The negligible variation in the values of cathodic and anodic slope indicates that the presence of IMNH can have influence on the kinetics of the reaction but not on the mechanism of corrosion inhibition [20]. As per the literature [21], if the variation in \(E_{\mathrm{corr}}\) is more than \(\pm 85\) mV with respect to OCP, then the inhibitor could be considered as either anodic or cathodic. In case of IMNH the shift observed was within \(\pm 85\) mV, hence retarding both cathodic hydrogen evolution and anodic metal dissolution reactions. The inhibition efficiency of IMNH substantially increased with increase in its concentration and showed maximum efficiency of 94% at \(1\times 10^{-3}\) M. This may be due to the adsorption of IMNH molecules on the metal surface, thereby blocking reactive sites and hence decreasing CR [22].

Fig. 4

Influence of temperature on the inhibition efficiency of IMNH for the corrosion of mild steel in 1 M HCl.

SET TASK → Pick up the passage on IMNH as a corrosion inhibitor for mild steel and continue it from the point where it stops. None of the material is needed.

RAW DATA →
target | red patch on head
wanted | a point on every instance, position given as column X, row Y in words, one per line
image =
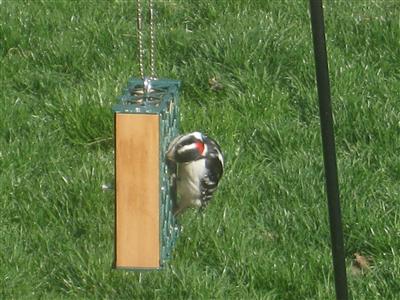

REPLY TO THE EXERCISE →
Fig. 5

(a) Plot of ln(CR) vs. 1/T and (b) plot of ln(CR)/T vs. 1/T for mild steel specimen in 1 M HCl containing various concentrations of IMNH.

3.3 Influence of temperature on CR

The results of influence of temperature on CR of mild steel and inhibition efficiency of IMNH are given in table 1. The results show an increase in inhibition efficiency with increase in temperature. This is attributed to the chemisorption of the inhibitor molecules on the mild steel surface through strong chemical interactions [23]. Figure 4 shows the effect of temperature on the inhibition efficiency at varied concentrations of IMNH.

The apparent energy of activation (\(E_{\mathrm{a}})\) in the presence of different concentrations of inhibitor was obtained from Arrhenius equation (2) [24]:

$$\begin{aligned} \ln ( {\mathrm{CR}})=B-\frac{E_\mathrm{a}}{RT} \end{aligned}$$

(2)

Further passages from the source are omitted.